Exercise aim: Rewrite the entries from the beginning through the line containing "x=415 y=382", substituting "white-sidewall tire" for "whitewall tire" and changing nothing else. Omit the pictures from your answer.

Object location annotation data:
........
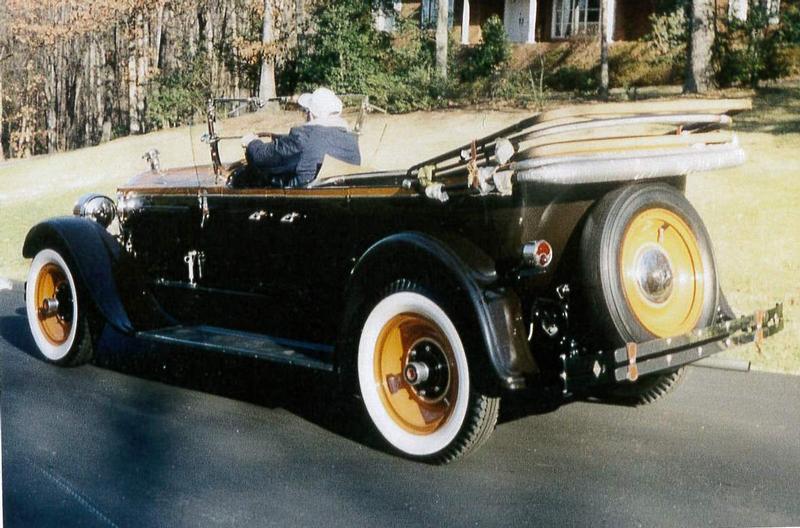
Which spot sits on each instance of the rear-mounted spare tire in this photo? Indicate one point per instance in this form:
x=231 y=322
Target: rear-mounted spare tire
x=647 y=270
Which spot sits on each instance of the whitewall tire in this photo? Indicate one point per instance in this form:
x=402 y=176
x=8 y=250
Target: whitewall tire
x=57 y=318
x=415 y=382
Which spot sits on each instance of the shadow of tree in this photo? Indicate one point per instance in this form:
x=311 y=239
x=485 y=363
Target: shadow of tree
x=776 y=110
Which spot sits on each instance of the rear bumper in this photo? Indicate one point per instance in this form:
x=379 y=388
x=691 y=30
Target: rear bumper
x=661 y=355
x=627 y=364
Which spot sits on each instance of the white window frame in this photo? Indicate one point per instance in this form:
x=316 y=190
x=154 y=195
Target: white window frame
x=574 y=13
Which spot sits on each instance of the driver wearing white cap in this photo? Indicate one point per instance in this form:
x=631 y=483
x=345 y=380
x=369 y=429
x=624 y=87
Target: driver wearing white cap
x=293 y=160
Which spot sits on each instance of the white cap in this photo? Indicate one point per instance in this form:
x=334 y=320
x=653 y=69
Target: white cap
x=322 y=103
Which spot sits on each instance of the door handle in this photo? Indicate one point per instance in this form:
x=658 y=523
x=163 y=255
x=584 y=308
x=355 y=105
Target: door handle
x=289 y=218
x=258 y=215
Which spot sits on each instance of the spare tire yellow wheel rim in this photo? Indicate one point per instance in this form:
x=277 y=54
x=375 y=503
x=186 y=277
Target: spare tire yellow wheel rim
x=662 y=272
x=53 y=298
x=415 y=368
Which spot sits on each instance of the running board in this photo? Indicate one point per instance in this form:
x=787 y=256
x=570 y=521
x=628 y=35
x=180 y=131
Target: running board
x=243 y=344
........
Solution to this task:
Which spot sits on each instance of the rear-mounted spare tire in this photo? Indicate one point per instance in this form:
x=231 y=322
Target: rear-mounted spare tire
x=647 y=270
Which spot sits on each instance of the white-sidewall tire in this photo? Indicate one point per instance in this form:
x=402 y=176
x=8 y=250
Target: white-sidewall tire
x=57 y=318
x=415 y=382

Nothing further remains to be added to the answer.